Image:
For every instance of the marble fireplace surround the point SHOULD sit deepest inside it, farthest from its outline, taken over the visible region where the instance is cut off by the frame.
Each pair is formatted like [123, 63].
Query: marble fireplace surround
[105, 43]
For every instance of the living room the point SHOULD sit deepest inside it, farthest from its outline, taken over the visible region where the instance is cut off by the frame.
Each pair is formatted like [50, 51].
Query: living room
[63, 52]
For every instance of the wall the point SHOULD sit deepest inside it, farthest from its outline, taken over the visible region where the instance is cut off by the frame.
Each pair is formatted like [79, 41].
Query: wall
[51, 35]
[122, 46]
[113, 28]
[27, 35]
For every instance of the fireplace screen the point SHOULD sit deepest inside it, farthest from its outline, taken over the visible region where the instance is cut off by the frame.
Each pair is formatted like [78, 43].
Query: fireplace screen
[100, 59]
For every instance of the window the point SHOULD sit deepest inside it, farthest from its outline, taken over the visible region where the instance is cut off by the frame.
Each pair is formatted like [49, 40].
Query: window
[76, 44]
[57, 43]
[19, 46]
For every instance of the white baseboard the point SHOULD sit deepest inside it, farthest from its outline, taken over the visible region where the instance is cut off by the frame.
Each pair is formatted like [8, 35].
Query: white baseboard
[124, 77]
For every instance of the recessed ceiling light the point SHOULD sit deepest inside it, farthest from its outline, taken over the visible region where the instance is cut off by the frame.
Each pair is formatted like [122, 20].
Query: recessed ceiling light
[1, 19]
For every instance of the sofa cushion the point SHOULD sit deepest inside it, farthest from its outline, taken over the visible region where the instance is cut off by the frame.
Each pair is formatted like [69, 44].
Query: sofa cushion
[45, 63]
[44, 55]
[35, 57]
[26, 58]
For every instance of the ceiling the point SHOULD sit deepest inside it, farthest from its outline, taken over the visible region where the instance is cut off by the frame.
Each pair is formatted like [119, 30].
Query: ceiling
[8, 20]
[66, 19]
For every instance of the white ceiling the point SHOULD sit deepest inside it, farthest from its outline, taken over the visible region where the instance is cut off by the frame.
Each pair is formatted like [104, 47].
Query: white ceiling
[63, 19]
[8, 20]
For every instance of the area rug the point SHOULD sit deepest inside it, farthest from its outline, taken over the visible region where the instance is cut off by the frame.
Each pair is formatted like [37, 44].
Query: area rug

▶ **Your task**: All lines from the one with "Query: recessed ceiling light" through the final line above are to be quoted exactly; quote no other line.

▶ **Answer to the problem**:
Query: recessed ceiling light
[1, 19]
For every instance of the sofa cushion the point SHOULD sit deepest inside it, farthest from its outline, taken over the visible region where the instance is cut off by the frame.
Each pair is formatted like [69, 44].
Query: sofa cushion
[45, 63]
[44, 55]
[35, 57]
[26, 58]
For every instance of the ceiling the point SHOULD sit deepest inside it, farthest from its outline, taken over the visible region where the instance is cut off by the frame.
Each pair is formatted like [119, 30].
Query: ceiling
[8, 20]
[66, 19]
For every instance of the white ceiling the point SHOULD sit deepest inside it, farthest from its outline, taken over the visible region where the instance is cut off by the frame.
Each pair is formatted like [104, 47].
Query: white ceiling
[63, 19]
[8, 20]
For every instance of the area rug the point SHOULD sit deepest inside it, farthest from its outline, taken over the visible region where the instance is cut off by the frame.
Each pair is formatted like [37, 44].
Query: area rug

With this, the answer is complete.